**PROBLEMA CURTO 1:** De acordo com o texto fornecido sobre violência policial, o que fez o debate sobre brutalidade policial ganhar força também no Brasil? Responda em uma ou duas frases.

**TEXTO FORNECIDO:**
++++++++++

Gabriel Sampaio: “Democracias fortes controlam suas forças policiais”

Enviado por / FontePor Clara Cerioni, do Exame

A repercussão internacional dos protestos nos Estados Unidos contra a brutalidade policial, após o assassinato de George Floyd, impulsionou esse debate também no Brasil. Nas últimas semanas, diversos vídeos de violência de agentes de segurança pública contra a população negra têm tomado conta das redes sociais e ganhado destaque no horário nobre da televisão.

Essa realidade, na análise de Gabriel Sampaio, coordenador do Programa de Enfrentamento à Violência Institucional da Conectas Direitos Humanos, tende a se repetir em sociedades que têm o racismo estrutural enraizado, como é o caso tanto do Brasil como dos EUA.

Em entrevista exclusiva à EXAME, Sampaio faz um resumo sobre o histórico de violência policial no Brasil e aponta caminhos para que a sociedade civil faça sua parte e pressione os agentes públicos por mudanças. Leia a seguir os principais trechos da entrevista:

O número de assassinatos segue altíssimo no Brasil. E casos de violência policial seguem tomando o noticiário. Qual panorama você traz sobre o cenário atual?

++++++++++

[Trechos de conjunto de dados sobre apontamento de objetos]
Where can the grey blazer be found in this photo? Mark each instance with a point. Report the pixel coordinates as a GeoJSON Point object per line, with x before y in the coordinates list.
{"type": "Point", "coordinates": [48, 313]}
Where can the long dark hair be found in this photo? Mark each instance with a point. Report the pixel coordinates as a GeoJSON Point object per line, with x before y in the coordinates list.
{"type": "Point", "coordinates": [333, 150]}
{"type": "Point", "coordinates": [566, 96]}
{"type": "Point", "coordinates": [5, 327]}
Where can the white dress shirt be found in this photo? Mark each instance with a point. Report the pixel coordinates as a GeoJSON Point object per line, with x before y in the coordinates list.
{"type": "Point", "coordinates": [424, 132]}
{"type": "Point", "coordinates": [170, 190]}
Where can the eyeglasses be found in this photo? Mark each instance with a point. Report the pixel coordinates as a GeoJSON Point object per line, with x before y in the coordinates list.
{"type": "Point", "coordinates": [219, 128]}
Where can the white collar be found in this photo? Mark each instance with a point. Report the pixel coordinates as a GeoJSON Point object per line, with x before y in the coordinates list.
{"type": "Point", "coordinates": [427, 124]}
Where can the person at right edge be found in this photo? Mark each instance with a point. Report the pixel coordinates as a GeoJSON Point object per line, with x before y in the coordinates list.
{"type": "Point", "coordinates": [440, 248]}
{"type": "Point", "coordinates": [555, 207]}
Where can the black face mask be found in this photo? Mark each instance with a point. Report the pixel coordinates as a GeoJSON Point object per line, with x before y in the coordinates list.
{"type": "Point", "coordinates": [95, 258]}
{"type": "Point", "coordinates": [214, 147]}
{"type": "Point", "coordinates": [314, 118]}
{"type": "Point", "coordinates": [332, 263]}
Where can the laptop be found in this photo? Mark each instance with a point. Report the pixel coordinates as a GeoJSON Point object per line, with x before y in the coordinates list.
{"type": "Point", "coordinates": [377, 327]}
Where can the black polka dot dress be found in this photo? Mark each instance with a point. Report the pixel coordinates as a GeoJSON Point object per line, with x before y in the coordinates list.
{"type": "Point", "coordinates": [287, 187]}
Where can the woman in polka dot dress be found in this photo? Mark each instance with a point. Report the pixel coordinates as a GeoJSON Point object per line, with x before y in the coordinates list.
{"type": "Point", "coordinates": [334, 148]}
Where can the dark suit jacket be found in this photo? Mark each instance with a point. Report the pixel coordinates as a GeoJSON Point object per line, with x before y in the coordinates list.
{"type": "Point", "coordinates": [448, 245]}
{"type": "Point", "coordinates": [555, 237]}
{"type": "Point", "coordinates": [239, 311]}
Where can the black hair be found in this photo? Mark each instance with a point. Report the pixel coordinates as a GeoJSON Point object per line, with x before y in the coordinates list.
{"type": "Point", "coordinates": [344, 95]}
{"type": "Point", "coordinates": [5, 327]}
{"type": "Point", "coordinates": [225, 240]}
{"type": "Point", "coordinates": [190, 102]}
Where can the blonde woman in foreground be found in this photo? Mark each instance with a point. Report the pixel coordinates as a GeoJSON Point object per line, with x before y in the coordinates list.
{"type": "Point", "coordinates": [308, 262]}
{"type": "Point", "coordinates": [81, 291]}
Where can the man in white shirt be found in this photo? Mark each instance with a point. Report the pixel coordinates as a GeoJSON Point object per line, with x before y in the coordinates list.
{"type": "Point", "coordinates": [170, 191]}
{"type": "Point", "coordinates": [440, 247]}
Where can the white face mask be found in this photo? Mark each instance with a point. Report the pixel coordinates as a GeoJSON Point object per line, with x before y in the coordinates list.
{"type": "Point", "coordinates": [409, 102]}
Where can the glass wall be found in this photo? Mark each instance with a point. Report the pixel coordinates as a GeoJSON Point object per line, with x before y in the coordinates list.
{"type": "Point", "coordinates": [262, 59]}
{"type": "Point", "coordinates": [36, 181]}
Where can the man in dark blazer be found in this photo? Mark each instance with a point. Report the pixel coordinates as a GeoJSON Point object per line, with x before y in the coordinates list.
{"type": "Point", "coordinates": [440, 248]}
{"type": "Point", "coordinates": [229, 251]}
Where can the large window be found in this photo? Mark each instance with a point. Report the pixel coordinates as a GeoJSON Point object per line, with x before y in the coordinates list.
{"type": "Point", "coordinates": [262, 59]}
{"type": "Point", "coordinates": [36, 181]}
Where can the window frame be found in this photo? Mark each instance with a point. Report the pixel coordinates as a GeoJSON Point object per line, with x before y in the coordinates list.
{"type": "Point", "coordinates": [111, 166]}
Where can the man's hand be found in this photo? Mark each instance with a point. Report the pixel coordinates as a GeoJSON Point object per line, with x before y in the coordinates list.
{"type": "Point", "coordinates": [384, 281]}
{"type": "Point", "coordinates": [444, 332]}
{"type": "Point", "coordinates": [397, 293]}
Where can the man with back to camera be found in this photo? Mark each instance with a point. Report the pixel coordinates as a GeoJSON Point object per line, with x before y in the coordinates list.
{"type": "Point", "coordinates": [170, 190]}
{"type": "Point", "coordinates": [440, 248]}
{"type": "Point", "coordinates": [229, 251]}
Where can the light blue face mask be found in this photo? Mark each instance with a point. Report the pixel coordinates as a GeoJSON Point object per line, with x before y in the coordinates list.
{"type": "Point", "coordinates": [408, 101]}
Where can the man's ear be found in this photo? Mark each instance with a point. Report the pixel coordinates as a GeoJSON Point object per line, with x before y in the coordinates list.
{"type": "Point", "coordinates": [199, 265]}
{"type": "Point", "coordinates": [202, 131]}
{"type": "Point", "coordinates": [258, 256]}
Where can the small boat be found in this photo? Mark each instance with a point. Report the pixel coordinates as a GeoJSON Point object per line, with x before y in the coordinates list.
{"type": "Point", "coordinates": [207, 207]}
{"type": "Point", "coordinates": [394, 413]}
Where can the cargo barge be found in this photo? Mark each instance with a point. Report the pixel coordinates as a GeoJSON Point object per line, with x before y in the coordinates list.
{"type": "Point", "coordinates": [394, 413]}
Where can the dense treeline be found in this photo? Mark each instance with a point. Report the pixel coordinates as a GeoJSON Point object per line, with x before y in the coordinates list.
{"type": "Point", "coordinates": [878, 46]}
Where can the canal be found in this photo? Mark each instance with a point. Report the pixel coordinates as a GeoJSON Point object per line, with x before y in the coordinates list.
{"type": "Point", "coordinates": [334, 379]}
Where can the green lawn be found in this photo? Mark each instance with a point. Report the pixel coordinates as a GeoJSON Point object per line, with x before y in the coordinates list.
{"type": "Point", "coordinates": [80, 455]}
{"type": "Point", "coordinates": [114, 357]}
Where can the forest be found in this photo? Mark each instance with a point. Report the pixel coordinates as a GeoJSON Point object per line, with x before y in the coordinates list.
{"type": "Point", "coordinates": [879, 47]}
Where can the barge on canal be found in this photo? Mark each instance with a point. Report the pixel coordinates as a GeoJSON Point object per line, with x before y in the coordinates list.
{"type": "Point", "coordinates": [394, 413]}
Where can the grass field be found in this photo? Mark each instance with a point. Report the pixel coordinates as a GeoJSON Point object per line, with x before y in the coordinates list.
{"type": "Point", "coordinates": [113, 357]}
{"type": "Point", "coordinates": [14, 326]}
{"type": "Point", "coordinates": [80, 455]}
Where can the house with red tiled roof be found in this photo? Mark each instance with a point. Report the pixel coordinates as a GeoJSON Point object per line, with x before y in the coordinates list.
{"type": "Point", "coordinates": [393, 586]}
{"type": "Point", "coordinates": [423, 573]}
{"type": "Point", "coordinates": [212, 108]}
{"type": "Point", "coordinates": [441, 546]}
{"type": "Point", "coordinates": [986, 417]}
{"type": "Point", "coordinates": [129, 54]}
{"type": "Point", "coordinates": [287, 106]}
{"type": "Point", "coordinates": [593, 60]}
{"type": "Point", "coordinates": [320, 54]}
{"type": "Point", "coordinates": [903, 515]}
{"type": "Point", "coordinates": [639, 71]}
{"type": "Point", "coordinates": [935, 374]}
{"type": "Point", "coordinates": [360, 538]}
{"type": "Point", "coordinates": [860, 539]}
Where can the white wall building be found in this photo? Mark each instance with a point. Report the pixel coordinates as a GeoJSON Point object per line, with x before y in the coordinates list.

++++++++++

**PROBLEMA CURTO 2:** Extraia dos registros todas as linhas que contêm a palavra "building", diferenciando maiúsculas de minúsculas.

**SOLUÇÃO DO PROBLEMA 1:** A repercussão internacional dos protestos nos Estados Unidos contra a brutalidade policial, após o assassinato de George Floyd, impulsionou esse debate também no Brasil.

**SOLUÇÃO DO PROBLEMA 2:**
Where can the white wall building be found in this photo? Mark each instance with a point. Report the pixel coordinates as a GeoJSON Point object per line, with x before y in the coordinates list.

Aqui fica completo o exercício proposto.